WHAT IS ASKED:
• a. Using the XFS log excerpt, decide whether each of these statements agrees with it: (i) Tony Lu says the panic occurred when using xfs partitions as rootfs; (ii) Dave Chinner says the round up has always been done in xlog_bread_noalign(); (iii) Dave Chinner says xlog_bread_noalign() ensures what it is passed is aligned to device sector boundaries. Answer yes or no for each, quoting the deciding words.
• b. According to Tony Lu in the XFS log excerpt, in which function was the buffer already extended by one extra log sector?
• c. Quote the stretch of the XFS log excerpt from "2013-02-22 Thread Tony" through "do in xlog_bread_noalign().".
----- PAGE TEXT -----
2013-02-22 Thread Tony Lu
>From: Dave Chinner [mailto:da...@fromorbit.com]
>On Fri, Feb 22, 2013 at 08:12:52AM +, Tony Lu wrote:
>> I encountered the following panic when using xfs partitions as rootfs, which
>> is due to the truncated log data read by xlog_bread_noalign(). We should
>> extend the buffer by one extra log sector to ensure there's enough space to
>> accommodate requested log data, which we indeed did in xlog_get_bp(), but we
>> forgot to do in xlog_bread_noalign().
>
>We've never done that round up in xlog_bread_noalign(). It shouldn't
>be necessary as xlog_get_bp() and xlog_bread_noalign() are doing
>fundamentally different things. That is, xlog_get_bp() is ensuring
>the buffer is large enough for the upcoming IO that will be
>requested, while xlog_bread_noalign() is simply ensuring what it is
>passed is correctly aligned to device sector boundaries.
----- DATA PROVIDED -----
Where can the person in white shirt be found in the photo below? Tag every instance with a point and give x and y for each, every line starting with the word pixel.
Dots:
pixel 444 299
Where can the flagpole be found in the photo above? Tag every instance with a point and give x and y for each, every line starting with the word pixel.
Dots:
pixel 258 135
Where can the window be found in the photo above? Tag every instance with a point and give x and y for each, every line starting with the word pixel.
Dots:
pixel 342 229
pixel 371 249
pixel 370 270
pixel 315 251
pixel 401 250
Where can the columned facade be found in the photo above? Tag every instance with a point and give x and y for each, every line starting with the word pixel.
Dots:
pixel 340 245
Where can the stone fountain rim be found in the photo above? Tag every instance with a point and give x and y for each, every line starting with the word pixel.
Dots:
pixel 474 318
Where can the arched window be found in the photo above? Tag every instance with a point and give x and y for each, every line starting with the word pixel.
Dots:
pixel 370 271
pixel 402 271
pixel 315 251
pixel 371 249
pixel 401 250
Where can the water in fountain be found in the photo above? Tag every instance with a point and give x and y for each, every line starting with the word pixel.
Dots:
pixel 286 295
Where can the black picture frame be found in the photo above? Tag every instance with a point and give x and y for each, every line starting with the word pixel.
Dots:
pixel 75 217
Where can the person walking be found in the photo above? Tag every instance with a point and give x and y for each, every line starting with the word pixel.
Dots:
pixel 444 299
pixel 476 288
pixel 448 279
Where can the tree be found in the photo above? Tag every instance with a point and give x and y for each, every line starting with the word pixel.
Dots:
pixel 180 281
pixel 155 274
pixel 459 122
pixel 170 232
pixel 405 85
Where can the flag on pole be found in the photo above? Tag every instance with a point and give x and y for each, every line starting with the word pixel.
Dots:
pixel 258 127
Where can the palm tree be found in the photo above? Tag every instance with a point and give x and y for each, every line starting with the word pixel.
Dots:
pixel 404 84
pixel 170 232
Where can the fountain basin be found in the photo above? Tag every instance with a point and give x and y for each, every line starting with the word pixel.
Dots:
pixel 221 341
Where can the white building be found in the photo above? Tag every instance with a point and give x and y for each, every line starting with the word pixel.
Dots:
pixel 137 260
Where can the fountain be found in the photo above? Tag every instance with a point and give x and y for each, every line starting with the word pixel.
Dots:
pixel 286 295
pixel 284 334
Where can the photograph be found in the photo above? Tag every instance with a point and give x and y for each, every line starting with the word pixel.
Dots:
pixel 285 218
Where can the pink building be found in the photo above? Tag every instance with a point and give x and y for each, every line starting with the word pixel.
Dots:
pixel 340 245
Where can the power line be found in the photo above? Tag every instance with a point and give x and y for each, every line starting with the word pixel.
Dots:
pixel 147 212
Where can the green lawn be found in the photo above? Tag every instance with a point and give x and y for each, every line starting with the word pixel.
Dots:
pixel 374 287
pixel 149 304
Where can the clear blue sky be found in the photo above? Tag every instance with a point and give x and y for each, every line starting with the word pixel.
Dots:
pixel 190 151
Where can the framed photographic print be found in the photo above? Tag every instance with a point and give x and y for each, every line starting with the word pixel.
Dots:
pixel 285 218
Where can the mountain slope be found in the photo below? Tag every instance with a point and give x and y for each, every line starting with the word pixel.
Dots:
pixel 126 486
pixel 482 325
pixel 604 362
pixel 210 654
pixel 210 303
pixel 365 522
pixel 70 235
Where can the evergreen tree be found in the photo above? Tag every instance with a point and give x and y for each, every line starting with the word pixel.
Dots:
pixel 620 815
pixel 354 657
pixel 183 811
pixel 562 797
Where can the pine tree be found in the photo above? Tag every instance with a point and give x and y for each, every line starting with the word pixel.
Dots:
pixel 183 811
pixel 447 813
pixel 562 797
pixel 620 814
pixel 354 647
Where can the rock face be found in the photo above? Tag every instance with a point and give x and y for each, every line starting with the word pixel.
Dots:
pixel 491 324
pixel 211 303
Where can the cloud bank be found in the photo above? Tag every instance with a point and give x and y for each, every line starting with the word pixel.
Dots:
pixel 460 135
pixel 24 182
-----
SOLUTIONS FOR EACH TASK:
• a.
(i) Yes: "when using xfs partitions as rootfs"
(ii) No: "We've never done that round up in xlog_bread_noalign()"
(iii) Yes: "correctly aligned to device sector boundaries"

• b. In xlog_get_bp().

• c.
2013-02-22 Thread Tony Lu
>From: Dave Chinner [mailto:da...@fromorbit.com]
>On Fri, Feb 22, 2013 at 08:12:52AM +, Tony Lu wrote:
>> I encountered the following panic when using xfs partitions as rootfs, which
>> is due to the truncated log data read by xlog_bread_noalign(). We should
>> extend the buffer by one extra log sector to ensure there's enough space to
>> accommodate requested log data, which we indeed did in xlog_get_bp(), but we
>> forgot to do in xlog_bread_noalign().